TASK GOAL: Would you please copy the part of the material below that opens with the line containing "of the beige" and closes with the line containing "Target: beige sofa"? Copy it exactly, and only it.

THE DATA:
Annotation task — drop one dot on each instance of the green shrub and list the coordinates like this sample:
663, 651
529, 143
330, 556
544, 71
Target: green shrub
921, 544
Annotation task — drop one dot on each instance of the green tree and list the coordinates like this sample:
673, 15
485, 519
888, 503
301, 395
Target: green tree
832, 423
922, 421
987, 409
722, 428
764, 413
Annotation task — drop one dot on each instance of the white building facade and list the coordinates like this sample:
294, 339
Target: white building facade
...
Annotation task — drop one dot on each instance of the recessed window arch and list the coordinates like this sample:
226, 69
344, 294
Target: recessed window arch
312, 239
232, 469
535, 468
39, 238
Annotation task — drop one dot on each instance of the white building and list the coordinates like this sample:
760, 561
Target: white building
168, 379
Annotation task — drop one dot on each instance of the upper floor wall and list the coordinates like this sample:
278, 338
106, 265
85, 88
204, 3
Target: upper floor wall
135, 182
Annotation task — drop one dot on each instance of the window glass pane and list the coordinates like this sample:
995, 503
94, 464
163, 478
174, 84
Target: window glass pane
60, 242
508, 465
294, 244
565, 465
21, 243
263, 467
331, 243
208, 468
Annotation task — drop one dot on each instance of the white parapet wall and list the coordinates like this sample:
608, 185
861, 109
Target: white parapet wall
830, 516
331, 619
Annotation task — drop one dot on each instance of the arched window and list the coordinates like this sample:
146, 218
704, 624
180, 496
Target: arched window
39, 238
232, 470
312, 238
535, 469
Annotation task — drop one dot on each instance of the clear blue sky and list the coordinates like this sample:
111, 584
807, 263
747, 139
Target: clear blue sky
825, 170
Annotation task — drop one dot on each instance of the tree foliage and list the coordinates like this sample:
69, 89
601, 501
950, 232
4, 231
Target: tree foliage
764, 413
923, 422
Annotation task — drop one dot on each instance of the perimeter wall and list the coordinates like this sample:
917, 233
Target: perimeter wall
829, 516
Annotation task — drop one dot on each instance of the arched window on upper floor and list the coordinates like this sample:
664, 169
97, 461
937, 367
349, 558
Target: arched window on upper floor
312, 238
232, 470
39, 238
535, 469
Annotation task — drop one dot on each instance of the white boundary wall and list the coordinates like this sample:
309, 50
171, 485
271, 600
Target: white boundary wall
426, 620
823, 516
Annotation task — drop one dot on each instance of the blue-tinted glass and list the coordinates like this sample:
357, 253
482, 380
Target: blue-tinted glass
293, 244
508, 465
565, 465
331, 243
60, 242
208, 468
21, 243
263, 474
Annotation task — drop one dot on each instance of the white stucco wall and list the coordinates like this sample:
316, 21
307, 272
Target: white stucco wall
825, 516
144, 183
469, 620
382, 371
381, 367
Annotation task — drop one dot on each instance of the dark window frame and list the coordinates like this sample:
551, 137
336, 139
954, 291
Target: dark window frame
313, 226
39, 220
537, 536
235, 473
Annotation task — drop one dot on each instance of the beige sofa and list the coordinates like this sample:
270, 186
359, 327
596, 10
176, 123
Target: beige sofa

RESPONSE TO THIS TASK:
Annotation task — drop one dot on each instance of the beige sofa and list the coordinates like this sample:
270, 186
359, 327
596, 10
176, 123
Target: beige sofa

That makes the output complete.